### Objective 1
Answer these questions about the forum thread on the interior lighting pack below.
(a) Where does Arne say the light sources are placed?
(b) According to Toshiba, where is the footwell light?
(c) What does magan_tt say the ambient lighting consists of?

### Selected text
------------
# Interior Lighting Pack (PHOTOS PLEASE)



## T8CBH (Feb 14, 2008)

Ok, now i know iam asking for trouble with this topic, but if anyone has the Interior Lighting Pack and could spare the time to take some photos of each area and post them, i would be most grateful! :lol:

Iam half expecting sarky emails with photos of living room lamps or something :roll:

Cheers

Christoph.


----------



## smartartkid (Aug 20, 2007)

Not wanting to disappoint:


----------



## Wallsendmag (Feb 12, 2004)

I'll take a pic of the Mini when it gets dark if nobody else has it.


----------



## Arne (Dec 13, 2006)

smartartkid said:


> Not wanting to disappoint:


Thats SO wrong....

They are LED's.... [smiley=idea.gif]


----------



## Janitor (Jul 2, 2007)

Arne said:


> Thats SO wrong....
> 
> They are LED's.... [smiley=idea.gif]


Let's be seeing them then Arne [smiley=thumbsup.gif]


----------



## jad (Apr 2, 2008)

Ouch !!!!!


----------



## Arne (Dec 13, 2006)

Janitor said:


> Arne said:
> 
> 
> > Thats SO wrong....
> ...


It has to get dark here first - sun is up almost 24 hours.... :roll:

And the light source are placed under the dash and under the doors, so you don't really see them - only the result, when it is dark.... :wink:


----------



## pride355 (Jun 24, 2008)

I ordered LED interior light pack. without knowing exactly what it is.
I believe it is like the one in Mercedes S-Class which looks very classy at night.

Interior lightining is the door trim-dashboard lightining with yellowish-orange tone in S-Class.

pictures are welcome.


----------



## Janitor (Jul 2, 2007)

Arne said:


> It has to get dark here first - sun is up almost 24 hours.... :roll:
> 
> And the light source are placed under the dash and under the doors, so you don't really see them - only the result, when it is dark.... :wink:


 :lol:


----------



## Toshiba (Jul 8, 2004)

Puddle light. Footwell light is about in line with the brake pedal - cant see in the photo. Door handle light also cant be see, but its there.


----------



## magan_tt (Jun 23, 2008)

Toshiba said:


> Puddle light. Footwell light is about in line with the brake pedal.


Hey thanks for this... so what is puddle lighting.. i cant see anything !! the red light must be standard? Whats the ambient lighting on the centre console mean? what colour is the footwell and ambient lighting ?


----------



## Toshiba (Jul 8, 2004)

On a std car thats a relector not a light.


----------



## magan_tt (Jun 23, 2008)

i thought there were LEDS under the door to light the floor...


----------



## Toshiba (Jul 8, 2004)

Nope - Are you thinking Fast and Furious?


----------



## Arne (Dec 13, 2006)

Toshiba said:


> Nope - Are you thinking Fast and Furious?


There are light under the door as well, to light up the ground outside the car when door is opened.

I am certain about it, because I saw it once in my garage late on evening leaving the car.... :wink:


----------



## magan_tt (Jun 23, 2008)

Ok...just seen a friends A4 and he explained the light pack... the ambient lighting is 2 LED's which sit above the centre console.. they provide a soft flow around the gear stick area.


----------



## BMWBig6 (Sep 10, 2007)
------------
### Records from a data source

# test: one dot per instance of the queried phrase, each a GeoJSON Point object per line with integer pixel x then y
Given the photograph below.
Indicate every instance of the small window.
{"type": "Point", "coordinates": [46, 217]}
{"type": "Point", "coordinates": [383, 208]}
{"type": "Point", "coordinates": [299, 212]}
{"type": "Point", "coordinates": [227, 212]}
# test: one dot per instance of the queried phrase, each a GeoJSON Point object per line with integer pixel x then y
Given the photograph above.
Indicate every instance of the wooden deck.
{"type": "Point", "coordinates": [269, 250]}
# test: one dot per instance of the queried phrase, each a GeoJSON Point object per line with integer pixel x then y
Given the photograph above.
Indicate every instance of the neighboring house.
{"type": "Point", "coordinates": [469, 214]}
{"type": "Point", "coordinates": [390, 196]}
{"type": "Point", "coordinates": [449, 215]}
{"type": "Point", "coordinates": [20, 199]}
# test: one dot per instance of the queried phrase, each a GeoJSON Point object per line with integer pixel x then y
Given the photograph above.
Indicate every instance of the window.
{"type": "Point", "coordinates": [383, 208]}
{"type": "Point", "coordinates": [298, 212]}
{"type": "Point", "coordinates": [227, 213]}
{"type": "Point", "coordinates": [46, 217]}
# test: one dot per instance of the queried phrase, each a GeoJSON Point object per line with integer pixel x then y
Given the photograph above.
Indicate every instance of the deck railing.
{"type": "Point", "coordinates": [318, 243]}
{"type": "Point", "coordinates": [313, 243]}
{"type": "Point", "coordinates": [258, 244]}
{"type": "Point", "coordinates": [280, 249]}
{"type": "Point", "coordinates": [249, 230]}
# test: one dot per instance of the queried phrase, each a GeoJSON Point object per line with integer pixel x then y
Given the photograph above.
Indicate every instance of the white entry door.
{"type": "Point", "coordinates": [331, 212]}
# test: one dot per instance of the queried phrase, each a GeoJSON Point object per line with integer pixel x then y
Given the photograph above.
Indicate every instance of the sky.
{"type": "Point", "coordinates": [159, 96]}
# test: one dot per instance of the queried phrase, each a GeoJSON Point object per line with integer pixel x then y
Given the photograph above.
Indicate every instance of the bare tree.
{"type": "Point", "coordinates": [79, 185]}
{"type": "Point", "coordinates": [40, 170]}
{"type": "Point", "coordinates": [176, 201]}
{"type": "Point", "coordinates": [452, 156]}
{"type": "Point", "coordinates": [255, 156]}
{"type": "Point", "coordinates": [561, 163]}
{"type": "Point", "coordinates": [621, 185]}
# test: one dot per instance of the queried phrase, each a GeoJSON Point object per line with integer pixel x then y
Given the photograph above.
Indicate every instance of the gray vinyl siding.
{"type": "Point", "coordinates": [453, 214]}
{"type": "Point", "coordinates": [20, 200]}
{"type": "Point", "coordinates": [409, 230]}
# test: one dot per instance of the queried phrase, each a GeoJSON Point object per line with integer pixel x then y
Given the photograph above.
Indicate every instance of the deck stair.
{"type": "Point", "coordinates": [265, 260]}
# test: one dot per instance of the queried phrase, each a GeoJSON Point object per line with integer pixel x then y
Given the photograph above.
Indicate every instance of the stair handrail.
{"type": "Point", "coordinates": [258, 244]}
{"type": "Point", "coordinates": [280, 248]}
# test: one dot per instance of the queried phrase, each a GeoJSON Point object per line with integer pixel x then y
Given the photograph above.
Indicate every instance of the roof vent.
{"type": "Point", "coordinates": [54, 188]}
------------
### Objective 2
Identify each line in the rows above that contains the word "deck", and copy those lines.

### Task result 1
(a) Under the dash and under the doors.
(b) About in line with the brake pedal.
(c) Two LEDs that sit above the centre console.

### Task result 2
Indicate every instance of the wooden deck.
Indicate every instance of the deck railing.
Indicate every instance of the deck stair.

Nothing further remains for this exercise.